▸ Source text
____
While the present invention has been described with respect to certain preferred embodiments, it will be apparent to those skilled in the art that various changes and modifications may be made without departing from the scope of the invention as defined in the following claims.

Claims

1. A transcoding apparatus for transforming a media stream by reflecting user characteristic information to provide a multimedia service, comprising:

a receiving means for receiving a media stream;

a characteristic extracting means for extracting user characteristics from the received media stream;

a transforming means for transcoding the received media stream by reflecting user characteristic information based on the extracted user characteristics; and

a transmitting means for transmitting the transcoded media stream.

2. The apparatus as recited in claim 1, further comprising:

a database for storing information for extracting the user characteristics such as a sex distinction and an emotional condition, and user characteristic information to be applied to transformation of the received media stream.

3. The apparatus as recited in claim 2, wherein the characteristic extracting means extracts the user characteristics by searching the database based on user profile information, and a word or a sentence included in the received media stream.

4. The apparatus as recited in claim 2, wherein the characteristic extracting means extracts the user characteristics by searching the database based on the user profile information, and voice frequency information included in the received media stream.

5. The apparatus as recited in claim 2, wherein the characteristic extracting means extracts the user characteristics by searching the database based on present user condition information included in the received media stream.

6. The apparatus as recited in claim 3, wherein the database stores a wall paper image, an emoticon and a voice mode as user characteristic information to be applied to the transformation of the received media stream, and

the transforming means selects user characteristic information based on the user characteristics extracted from the database and transcodes the received media stream by reflecting the user characteristic information.

7. A transcoding method for transforming a media stream by reflecting user characteristic information to provide a multimedia service, comprising the steps of:

a) receiving the media stream;

b) analyzing the received media stream and extracting user characteristics; and

c) transcoding the received media stream by reflecting the user characteristic information based on the extracted user characteristics of the user.
____
▸ Listed records

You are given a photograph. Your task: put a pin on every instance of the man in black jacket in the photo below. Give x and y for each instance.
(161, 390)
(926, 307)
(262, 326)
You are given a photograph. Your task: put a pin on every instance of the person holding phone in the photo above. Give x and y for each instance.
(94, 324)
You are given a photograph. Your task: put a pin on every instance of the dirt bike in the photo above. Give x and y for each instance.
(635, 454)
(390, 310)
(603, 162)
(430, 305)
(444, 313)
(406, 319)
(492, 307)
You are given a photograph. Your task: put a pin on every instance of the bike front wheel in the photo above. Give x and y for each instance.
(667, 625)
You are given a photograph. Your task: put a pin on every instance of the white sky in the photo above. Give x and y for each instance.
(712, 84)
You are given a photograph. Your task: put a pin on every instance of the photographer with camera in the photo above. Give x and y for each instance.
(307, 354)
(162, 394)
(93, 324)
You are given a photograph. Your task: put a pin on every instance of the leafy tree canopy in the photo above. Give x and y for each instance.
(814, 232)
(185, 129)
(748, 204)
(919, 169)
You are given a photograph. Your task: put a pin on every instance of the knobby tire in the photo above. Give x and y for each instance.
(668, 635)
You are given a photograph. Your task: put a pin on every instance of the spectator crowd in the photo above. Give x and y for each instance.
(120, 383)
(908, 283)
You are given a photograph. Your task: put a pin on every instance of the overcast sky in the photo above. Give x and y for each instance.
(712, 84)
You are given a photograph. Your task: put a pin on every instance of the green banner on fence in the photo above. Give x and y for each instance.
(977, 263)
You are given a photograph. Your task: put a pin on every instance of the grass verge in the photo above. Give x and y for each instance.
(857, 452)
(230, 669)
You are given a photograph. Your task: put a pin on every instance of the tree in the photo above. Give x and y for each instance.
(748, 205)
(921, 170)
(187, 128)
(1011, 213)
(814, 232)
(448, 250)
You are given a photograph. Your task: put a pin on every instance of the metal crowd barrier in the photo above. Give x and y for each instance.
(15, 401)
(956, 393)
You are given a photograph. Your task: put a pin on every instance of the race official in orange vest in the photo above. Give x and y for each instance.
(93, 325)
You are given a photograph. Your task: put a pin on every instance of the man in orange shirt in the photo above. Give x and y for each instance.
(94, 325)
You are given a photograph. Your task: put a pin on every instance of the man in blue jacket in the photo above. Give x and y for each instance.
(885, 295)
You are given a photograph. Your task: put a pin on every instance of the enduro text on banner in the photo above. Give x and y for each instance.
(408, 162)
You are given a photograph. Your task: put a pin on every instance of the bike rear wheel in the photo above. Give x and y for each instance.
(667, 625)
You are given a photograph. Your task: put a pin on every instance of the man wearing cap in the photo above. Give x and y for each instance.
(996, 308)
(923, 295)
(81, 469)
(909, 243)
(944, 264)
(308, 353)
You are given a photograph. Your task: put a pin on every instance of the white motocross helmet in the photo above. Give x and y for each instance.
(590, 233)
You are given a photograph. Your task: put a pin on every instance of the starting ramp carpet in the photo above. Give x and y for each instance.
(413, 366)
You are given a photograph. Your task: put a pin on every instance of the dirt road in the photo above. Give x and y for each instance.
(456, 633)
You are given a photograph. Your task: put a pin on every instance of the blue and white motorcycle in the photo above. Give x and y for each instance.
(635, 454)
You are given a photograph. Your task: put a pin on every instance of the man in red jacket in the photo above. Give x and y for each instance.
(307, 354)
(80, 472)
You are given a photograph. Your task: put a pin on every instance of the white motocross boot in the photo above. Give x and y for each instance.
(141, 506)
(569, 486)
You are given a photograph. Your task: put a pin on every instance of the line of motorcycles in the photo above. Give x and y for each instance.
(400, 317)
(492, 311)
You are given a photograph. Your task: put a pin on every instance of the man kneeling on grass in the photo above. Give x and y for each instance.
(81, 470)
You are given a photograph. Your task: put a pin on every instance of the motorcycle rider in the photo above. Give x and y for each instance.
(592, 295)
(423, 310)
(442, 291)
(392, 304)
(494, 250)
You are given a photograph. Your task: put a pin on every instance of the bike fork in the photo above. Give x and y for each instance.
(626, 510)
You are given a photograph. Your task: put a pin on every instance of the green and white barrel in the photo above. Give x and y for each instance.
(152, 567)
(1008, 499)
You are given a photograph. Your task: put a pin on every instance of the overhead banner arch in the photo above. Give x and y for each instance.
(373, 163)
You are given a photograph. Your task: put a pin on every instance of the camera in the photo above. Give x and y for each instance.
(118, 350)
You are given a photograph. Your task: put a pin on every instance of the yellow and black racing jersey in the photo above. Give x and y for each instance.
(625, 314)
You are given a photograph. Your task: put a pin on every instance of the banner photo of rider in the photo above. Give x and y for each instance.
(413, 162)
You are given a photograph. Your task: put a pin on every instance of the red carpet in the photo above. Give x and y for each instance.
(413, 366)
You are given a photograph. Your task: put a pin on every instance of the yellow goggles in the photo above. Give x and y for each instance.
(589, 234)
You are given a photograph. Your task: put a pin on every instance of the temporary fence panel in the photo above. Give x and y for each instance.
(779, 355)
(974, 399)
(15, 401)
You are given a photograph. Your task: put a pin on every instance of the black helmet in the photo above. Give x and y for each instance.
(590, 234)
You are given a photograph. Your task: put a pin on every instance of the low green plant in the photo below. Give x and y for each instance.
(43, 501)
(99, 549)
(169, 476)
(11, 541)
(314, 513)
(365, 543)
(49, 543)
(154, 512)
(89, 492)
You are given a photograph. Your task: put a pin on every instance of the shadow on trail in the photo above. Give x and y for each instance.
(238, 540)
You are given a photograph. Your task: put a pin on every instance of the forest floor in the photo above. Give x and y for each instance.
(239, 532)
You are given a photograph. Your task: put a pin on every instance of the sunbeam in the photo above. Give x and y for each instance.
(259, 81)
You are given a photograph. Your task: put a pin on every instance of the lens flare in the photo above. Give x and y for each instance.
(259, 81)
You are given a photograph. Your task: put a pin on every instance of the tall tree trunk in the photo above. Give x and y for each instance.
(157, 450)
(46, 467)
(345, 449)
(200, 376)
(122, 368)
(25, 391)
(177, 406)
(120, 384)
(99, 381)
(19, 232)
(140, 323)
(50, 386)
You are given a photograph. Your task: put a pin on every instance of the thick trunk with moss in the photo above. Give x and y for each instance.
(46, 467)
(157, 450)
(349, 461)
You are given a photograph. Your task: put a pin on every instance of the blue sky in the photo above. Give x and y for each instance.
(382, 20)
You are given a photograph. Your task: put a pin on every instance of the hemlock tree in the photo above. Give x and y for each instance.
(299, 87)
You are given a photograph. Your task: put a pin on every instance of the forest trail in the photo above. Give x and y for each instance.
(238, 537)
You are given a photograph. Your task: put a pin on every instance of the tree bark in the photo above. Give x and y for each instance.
____
▸ Given exercise
Revise everything in the patent claims from "a transforming means" down to "transcoded media stream.", replacing "transmitting means" with "sending means". The rows have no connection to the patent claims.

▸ Output below
a transforming means for transcoding the received media stream by reflecting user characteristic information based on the extracted user characteristics; and

a sending means for transmitting the transcoded media stream.